WORK REQUIRED →
Repeat the records exactly. Every line must match.

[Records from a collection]
/---

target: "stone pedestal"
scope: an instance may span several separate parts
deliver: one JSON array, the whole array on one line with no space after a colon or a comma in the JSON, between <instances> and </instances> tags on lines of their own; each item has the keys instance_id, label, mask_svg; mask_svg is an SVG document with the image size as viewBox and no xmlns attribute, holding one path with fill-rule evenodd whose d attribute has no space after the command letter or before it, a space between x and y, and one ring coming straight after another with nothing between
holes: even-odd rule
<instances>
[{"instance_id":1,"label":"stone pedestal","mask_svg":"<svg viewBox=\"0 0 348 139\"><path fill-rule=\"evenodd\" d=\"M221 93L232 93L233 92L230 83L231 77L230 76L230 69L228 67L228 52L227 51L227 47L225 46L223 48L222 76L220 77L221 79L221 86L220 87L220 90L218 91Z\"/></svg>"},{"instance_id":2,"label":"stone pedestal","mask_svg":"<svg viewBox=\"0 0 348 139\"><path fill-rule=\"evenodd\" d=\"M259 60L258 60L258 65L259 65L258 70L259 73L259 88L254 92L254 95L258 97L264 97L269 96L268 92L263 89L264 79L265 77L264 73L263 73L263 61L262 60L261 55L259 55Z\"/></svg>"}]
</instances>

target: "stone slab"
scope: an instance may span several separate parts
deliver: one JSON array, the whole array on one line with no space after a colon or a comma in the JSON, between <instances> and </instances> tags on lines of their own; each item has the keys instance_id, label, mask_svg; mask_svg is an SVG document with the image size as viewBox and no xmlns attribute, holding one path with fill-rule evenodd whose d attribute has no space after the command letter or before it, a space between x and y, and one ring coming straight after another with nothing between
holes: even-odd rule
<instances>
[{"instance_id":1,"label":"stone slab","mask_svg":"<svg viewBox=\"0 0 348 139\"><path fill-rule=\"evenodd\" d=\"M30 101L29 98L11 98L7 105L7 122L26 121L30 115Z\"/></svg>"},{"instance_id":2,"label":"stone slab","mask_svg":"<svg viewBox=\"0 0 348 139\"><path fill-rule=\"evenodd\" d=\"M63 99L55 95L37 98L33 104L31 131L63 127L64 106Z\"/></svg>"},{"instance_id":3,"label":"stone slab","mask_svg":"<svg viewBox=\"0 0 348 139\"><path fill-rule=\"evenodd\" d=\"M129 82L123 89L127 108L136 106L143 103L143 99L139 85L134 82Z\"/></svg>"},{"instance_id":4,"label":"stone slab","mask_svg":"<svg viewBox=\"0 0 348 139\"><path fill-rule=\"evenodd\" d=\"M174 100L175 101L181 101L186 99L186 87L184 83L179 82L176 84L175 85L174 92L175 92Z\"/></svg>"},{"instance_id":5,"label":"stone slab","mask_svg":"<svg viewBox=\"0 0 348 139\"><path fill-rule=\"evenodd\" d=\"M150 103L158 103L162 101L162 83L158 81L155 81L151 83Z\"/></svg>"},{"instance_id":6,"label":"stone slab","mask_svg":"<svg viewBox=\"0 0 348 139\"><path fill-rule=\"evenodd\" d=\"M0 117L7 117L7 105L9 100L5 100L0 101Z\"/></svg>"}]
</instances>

\---

ANSWER →
target: "stone pedestal"
scope: an instance may span several separate parts
deliver: one JSON array, the whole array on one line with no space after a colon or a comma in the JSON, between <instances> and </instances> tags on lines of their own; each item has the keys instance_id, label, mask_svg; mask_svg is an SVG document with the image size as viewBox and no xmlns attribute, holding one path with fill-rule evenodd whose d attribute has no space after the command letter or before it, a space between x and y, and one ring coming straight after another with nothing between
holes: even-odd rule
<instances>
[{"instance_id":1,"label":"stone pedestal","mask_svg":"<svg viewBox=\"0 0 348 139\"><path fill-rule=\"evenodd\" d=\"M221 93L232 93L233 92L230 83L231 77L230 76L230 69L228 67L228 52L227 51L227 47L225 46L223 48L222 76L220 77L221 79L221 86L220 87L220 90L218 91Z\"/></svg>"},{"instance_id":2,"label":"stone pedestal","mask_svg":"<svg viewBox=\"0 0 348 139\"><path fill-rule=\"evenodd\" d=\"M259 60L258 60L258 65L259 65L258 70L259 73L259 88L254 92L254 95L258 97L264 97L269 96L268 92L263 89L264 79L265 77L264 73L263 73L263 61L262 60L261 55L259 55Z\"/></svg>"}]
</instances>

target: "stone slab"
scope: an instance may span several separate parts
deliver: one JSON array, the whole array on one line with no space after a colon or a comma in the JSON, between <instances> and </instances> tags on lines of their own; each item has the keys instance_id, label, mask_svg; mask_svg is an SVG document with the image size as viewBox and no xmlns attribute, holding one path with fill-rule evenodd whose d attribute has no space after the command letter or before it, a space between x and y, and one ring coming straight after another with nothing between
holes: even-odd rule
<instances>
[{"instance_id":1,"label":"stone slab","mask_svg":"<svg viewBox=\"0 0 348 139\"><path fill-rule=\"evenodd\" d=\"M30 101L29 98L11 98L7 105L7 122L26 121L30 115Z\"/></svg>"},{"instance_id":2,"label":"stone slab","mask_svg":"<svg viewBox=\"0 0 348 139\"><path fill-rule=\"evenodd\" d=\"M63 99L55 95L37 98L33 104L31 131L63 127L64 106Z\"/></svg>"},{"instance_id":3,"label":"stone slab","mask_svg":"<svg viewBox=\"0 0 348 139\"><path fill-rule=\"evenodd\" d=\"M129 82L123 89L127 108L136 106L143 103L143 99L139 85L134 82Z\"/></svg>"},{"instance_id":4,"label":"stone slab","mask_svg":"<svg viewBox=\"0 0 348 139\"><path fill-rule=\"evenodd\" d=\"M174 100L175 101L181 101L186 99L186 87L184 83L179 82L176 84L175 85L174 92L175 92Z\"/></svg>"},{"instance_id":5,"label":"stone slab","mask_svg":"<svg viewBox=\"0 0 348 139\"><path fill-rule=\"evenodd\" d=\"M150 103L158 103L162 101L162 83L158 81L155 81L151 83Z\"/></svg>"},{"instance_id":6,"label":"stone slab","mask_svg":"<svg viewBox=\"0 0 348 139\"><path fill-rule=\"evenodd\" d=\"M0 117L7 117L7 105L9 100L5 100L0 101Z\"/></svg>"}]
</instances>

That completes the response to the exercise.